**** RECORDS PROVIDED
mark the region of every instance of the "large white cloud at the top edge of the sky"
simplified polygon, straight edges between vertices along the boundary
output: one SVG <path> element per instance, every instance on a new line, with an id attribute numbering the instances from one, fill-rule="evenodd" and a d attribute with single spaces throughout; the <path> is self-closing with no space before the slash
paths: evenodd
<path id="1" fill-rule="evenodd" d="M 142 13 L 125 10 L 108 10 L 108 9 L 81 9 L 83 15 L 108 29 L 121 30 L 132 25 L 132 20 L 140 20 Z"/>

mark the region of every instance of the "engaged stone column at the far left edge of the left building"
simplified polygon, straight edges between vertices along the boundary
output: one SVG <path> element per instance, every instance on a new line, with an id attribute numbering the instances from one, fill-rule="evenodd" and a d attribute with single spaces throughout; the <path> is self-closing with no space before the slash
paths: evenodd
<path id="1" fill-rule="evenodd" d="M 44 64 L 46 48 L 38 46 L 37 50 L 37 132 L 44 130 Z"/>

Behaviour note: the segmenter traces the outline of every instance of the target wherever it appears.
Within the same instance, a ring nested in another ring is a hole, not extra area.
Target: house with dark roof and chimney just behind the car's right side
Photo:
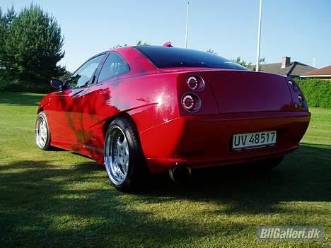
[[[253,66],[253,69],[255,70],[255,66]],[[261,64],[259,71],[297,78],[315,69],[313,66],[308,66],[298,61],[291,62],[290,57],[283,57],[281,63]]]

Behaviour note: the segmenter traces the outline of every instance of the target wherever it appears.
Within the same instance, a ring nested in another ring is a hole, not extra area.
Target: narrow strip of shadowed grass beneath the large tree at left
[[[0,104],[37,106],[43,97],[41,94],[1,92]]]

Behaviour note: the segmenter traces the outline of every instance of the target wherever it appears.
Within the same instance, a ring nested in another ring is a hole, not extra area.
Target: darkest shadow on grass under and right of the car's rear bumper
[[[331,146],[301,144],[269,172],[249,165],[196,170],[184,186],[160,176],[143,194],[226,203],[228,213],[272,213],[281,201],[331,201],[330,169]]]

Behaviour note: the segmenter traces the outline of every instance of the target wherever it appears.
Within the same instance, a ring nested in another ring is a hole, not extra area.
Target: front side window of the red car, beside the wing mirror
[[[95,70],[98,68],[100,61],[105,54],[94,57],[83,64],[79,69],[72,74],[67,83],[74,88],[83,88],[88,85],[88,81],[92,78]]]

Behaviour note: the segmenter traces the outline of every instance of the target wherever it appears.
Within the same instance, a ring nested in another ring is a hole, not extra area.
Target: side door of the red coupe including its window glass
[[[52,136],[59,142],[69,144],[69,149],[84,143],[81,126],[83,96],[104,56],[105,54],[99,54],[86,61],[66,81],[64,89],[52,96],[48,114]]]

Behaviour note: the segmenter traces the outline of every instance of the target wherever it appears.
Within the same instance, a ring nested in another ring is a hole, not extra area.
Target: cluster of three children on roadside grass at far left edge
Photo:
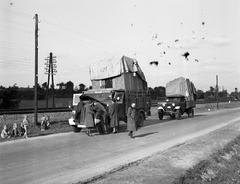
********
TASK OBJECTIVE: Each record is to be restated word for word; no picture goes in.

ANSWER TO THIS PROBLEM:
mark the region of every instance of the "large white cloud at the top edge of the sky"
simplified polygon, straight edges between vertices along the boundary
output: one SVG <path> element per instance, every instance on a new line, with an id attribute numbering the instances from one, fill-rule="evenodd" and a d attribute with single spaces throughout; the <path> is self-closing with no space before the slash
paths: evenodd
<path id="1" fill-rule="evenodd" d="M 142 13 L 125 10 L 108 10 L 108 9 L 81 9 L 83 15 L 108 29 L 121 30 L 132 25 L 132 20 L 140 20 Z"/>

mark the region of every instance of the "engaged stone column at the far left edge of the left building"
simplified polygon, straight edges between vertices along the boundary
output: one SVG <path> element per instance, every instance on a new line, with an id attribute numbering the instances from one, fill-rule="evenodd" and a d attribute with single spaces throughout; the <path> is self-closing with no space before the slash
paths: evenodd
<path id="1" fill-rule="evenodd" d="M 44 64 L 46 48 L 38 46 L 37 50 L 37 132 L 44 130 Z"/>

Behaviour note: the segmenter traces the outline of every instance of the target wherever it appears.
Within the same instance, a ring nested in another ring is a hole, not extra area.
Target: house with dark roof and chimney just behind the car's right side
Photo:
[[[253,66],[253,69],[255,70],[255,66]],[[261,64],[259,71],[297,78],[315,69],[313,66],[308,66],[298,61],[291,62],[290,57],[283,57],[281,63]]]

Behaviour note: the segmenter traces the outline of every instance of the target wherever it appears.
Within the same instance, a ring nested in another ring is a hole, not extra area.
Target: narrow strip of shadowed grass beneath the large tree at left
[[[0,104],[37,106],[43,97],[41,94],[1,92]]]

Behaviour note: the segmenter traces the outline of every instance of the target wherever it appears.
Within the same instance, a ring nested in another ring is a hole, not extra area.
Target: darkest shadow on grass under and right of the car's rear bumper
[[[331,146],[301,144],[269,172],[249,165],[196,170],[184,186],[160,176],[143,194],[226,203],[228,213],[272,213],[281,201],[331,201],[330,169]]]

Behaviour note: the segmenter traces the outline of every instance of the target wherever it appears.
Within the same instance, a ring nested in another ring is a hole, not extra area.
Target: front side window of the red car, beside the wing mirror
[[[95,70],[98,68],[100,61],[105,54],[94,57],[83,64],[79,69],[72,74],[67,83],[74,88],[83,88],[88,85],[88,81],[92,78]]]

Behaviour note: the segmenter traces the outline of every instance of the target wherever it appears.
Within the same instance, a ring nested in another ring is a hole, not extra area.
Target: side door of the red coupe including its window glass
[[[52,136],[59,142],[69,144],[69,149],[84,143],[81,126],[83,96],[104,56],[105,54],[99,54],[86,61],[66,81],[64,89],[52,96],[48,114]]]

Behaviour note: the segmenter traces the outline of every instance of the target wherever it appears.
Within the same instance, a ring nested in another ring is a hole, not extra area.
Target: cluster of three children on roadside grass at far left edge
Photo:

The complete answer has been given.